(Excerpts from a dataset)
>>>>>
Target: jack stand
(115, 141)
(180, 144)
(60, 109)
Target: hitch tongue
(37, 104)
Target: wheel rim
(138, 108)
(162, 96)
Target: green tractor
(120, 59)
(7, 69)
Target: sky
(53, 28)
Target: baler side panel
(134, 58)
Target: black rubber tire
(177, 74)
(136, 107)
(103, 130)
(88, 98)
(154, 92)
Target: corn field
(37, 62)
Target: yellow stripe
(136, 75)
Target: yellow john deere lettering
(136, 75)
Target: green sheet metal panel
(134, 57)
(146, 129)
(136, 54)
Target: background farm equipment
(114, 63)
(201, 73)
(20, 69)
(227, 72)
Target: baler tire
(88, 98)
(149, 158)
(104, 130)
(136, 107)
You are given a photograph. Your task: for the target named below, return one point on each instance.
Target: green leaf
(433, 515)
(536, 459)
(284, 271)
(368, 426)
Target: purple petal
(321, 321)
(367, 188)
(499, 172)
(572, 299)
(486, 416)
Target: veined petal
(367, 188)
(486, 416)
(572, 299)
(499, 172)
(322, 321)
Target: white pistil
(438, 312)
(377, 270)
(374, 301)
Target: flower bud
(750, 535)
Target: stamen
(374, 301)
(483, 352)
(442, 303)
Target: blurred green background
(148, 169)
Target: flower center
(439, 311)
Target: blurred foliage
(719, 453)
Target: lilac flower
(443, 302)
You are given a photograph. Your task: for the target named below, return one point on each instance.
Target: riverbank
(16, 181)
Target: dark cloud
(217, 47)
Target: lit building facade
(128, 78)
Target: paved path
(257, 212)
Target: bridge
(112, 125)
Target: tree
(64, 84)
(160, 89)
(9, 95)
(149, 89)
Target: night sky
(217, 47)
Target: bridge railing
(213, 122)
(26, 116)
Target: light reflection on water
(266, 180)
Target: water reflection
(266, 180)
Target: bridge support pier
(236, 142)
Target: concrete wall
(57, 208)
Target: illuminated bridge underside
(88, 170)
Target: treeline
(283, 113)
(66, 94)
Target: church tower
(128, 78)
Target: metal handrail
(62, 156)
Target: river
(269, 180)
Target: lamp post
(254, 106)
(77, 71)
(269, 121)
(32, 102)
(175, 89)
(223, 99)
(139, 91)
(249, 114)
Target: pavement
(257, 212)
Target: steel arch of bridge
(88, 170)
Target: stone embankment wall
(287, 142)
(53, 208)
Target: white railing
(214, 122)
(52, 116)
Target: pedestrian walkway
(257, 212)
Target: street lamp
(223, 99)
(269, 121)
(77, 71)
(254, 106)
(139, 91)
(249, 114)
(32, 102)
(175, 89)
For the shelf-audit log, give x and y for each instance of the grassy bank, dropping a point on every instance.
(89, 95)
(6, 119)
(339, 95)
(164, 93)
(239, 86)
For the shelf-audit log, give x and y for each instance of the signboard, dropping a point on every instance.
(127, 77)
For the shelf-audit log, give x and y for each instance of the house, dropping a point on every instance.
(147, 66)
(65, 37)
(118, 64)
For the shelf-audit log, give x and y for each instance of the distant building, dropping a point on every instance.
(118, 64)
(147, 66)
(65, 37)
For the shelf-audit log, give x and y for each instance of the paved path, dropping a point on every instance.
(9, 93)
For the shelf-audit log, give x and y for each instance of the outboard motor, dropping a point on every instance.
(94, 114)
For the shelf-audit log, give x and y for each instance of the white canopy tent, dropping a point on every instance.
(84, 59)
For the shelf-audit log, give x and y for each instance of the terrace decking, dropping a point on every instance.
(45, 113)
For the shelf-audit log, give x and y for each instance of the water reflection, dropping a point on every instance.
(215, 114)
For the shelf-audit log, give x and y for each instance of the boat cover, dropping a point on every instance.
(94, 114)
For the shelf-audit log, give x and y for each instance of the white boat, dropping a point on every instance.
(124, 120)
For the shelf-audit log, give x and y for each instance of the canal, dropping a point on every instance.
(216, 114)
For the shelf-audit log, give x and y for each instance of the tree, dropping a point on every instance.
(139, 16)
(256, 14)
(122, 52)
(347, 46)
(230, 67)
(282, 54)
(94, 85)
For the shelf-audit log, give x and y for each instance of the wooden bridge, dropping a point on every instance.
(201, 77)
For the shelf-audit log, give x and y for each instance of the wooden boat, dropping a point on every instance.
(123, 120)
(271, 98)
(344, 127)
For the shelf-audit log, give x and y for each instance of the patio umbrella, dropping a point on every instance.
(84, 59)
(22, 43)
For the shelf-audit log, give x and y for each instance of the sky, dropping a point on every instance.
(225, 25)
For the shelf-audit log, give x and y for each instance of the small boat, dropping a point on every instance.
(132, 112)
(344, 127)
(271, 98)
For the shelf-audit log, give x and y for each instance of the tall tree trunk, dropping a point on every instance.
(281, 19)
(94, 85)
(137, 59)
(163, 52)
<<<<<
--- TASK PROMPT ---
All of the records are to be reproduced exactly as they were given.

--- YOUR SOLUTION ---
Target: jack stand
(115, 141)
(180, 144)
(60, 109)
Target: hitch tongue
(37, 104)
Target: wheel rim
(138, 108)
(162, 96)
Target: green tractor
(120, 59)
(7, 69)
Target: sky
(53, 28)
Target: baler side panel
(134, 58)
Target: black rubber tire
(177, 74)
(136, 107)
(103, 130)
(88, 98)
(154, 92)
Target: corn field
(37, 62)
Target: yellow stripe
(136, 75)
Target: yellow john deere lettering
(136, 75)
Target: green sheet metal panel
(134, 57)
(146, 129)
(136, 54)
Target: background farm equipment
(114, 63)
(201, 73)
(20, 69)
(227, 72)
Target: baler tire
(88, 98)
(149, 158)
(104, 130)
(136, 107)
You are given a photograph. Your task: for the target named below, return one point on each instance.
Target: green leaf
(433, 515)
(536, 459)
(284, 271)
(368, 426)
Target: purple petal
(321, 321)
(367, 188)
(499, 172)
(572, 299)
(486, 416)
Target: veined petal
(367, 188)
(486, 416)
(572, 299)
(499, 172)
(322, 321)
Target: white pistil
(438, 312)
(377, 270)
(374, 301)
Target: flower bud
(750, 535)
Target: stamen
(374, 301)
(483, 352)
(442, 303)
Target: blurred green background
(148, 169)
Target: flower center
(439, 311)
Target: blurred foliage
(719, 453)
Target: lilac flower
(443, 302)
You are given a photograph. Your task: for the target named below, return one point on each instance.
Target: riverbank
(16, 181)
Target: dark cloud
(217, 47)
Target: lit building facade
(128, 78)
Target: paved path
(257, 212)
Target: bridge
(112, 125)
Target: tree
(64, 84)
(160, 89)
(9, 95)
(149, 89)
Target: night sky
(217, 47)
Target: bridge railing
(213, 122)
(26, 116)
Target: light reflection on water
(266, 180)
Target: water reflection
(266, 180)
Target: bridge support pier
(236, 142)
Target: concrete wall
(57, 208)
Target: illuminated bridge underside
(88, 170)
Target: treeline
(283, 113)
(66, 94)
Target: church tower
(128, 78)
Target: metal handrail
(62, 156)
Target: river
(269, 180)
Target: lamp post
(254, 106)
(77, 71)
(269, 121)
(32, 102)
(175, 89)
(223, 99)
(139, 91)
(249, 114)
Target: pavement
(257, 212)
Target: steel arch of bridge
(88, 170)
Target: stone embankment wall
(287, 142)
(53, 208)
Target: white railing
(214, 122)
(52, 116)
Target: pedestrian walkway
(257, 212)
Target: street lamp
(223, 99)
(269, 121)
(77, 71)
(254, 106)
(139, 91)
(249, 114)
(32, 102)
(175, 89)
For the shelf-audit log, give x and y for each instance of the grassy bank, dropping a point on every instance.
(89, 95)
(6, 119)
(339, 95)
(164, 93)
(239, 86)
For the shelf-audit log, give x and y for each instance of the signboard, dropping a point on every instance.
(127, 77)
For the shelf-audit log, give x and y for each instance of the house, dropping a point on every instance.
(147, 66)
(65, 37)
(118, 64)
For the shelf-audit log, give x and y for each instance of the distant building, dropping a point on every instance.
(118, 64)
(147, 66)
(65, 37)
For the shelf-audit log, give x and y for each instance of the paved path, dropping a point on every instance.
(9, 93)
For the shelf-audit log, give x and y for each instance of the outboard motor, dropping a point on every instance.
(94, 114)
For the shelf-audit log, give x and y for each instance of the white canopy tent, dropping a point on every instance.
(84, 59)
For the shelf-audit log, give x and y for each instance of the terrace decking, dropping a point on every instance.
(45, 113)
For the shelf-audit log, give x and y for each instance of the water reflection, dropping a point on every instance.
(215, 114)
For the shelf-audit log, give x and y for each instance of the boat cover, dropping a point on every instance.
(94, 114)
For the shelf-audit log, give x and y for each instance of the white boat, dropping a point on every instance.
(124, 120)
For the shelf-audit log, give x and y for each instance of the canal, dropping a point on every instance.
(216, 114)
For the shelf-audit log, give x and y for each instance of the tree, dropping a point on every instance.
(139, 16)
(256, 14)
(122, 52)
(347, 46)
(230, 67)
(282, 54)
(94, 85)
For the shelf-audit log, give x and y for each instance of the wooden bridge, dropping a point on every instance.
(201, 77)
For the shelf-audit log, give x and y for each instance of the wooden boat, dropping a point on every instance.
(123, 120)
(271, 98)
(344, 127)
For the shelf-audit log, give x and y for each instance of the patio umbrella, dropping a point on every instance.
(84, 59)
(22, 43)
For the shelf-audit log, give x and y for each instance of the sky, dropping a point on every instance.
(225, 25)
For the shelf-audit log, give x and y for each instance of the small boat, dropping a point on every instance.
(132, 112)
(344, 127)
(271, 98)
For the shelf-audit log, give x and y for each instance of the tall tree trunk, dropping a point on every instance.
(281, 19)
(94, 85)
(137, 59)
(163, 52)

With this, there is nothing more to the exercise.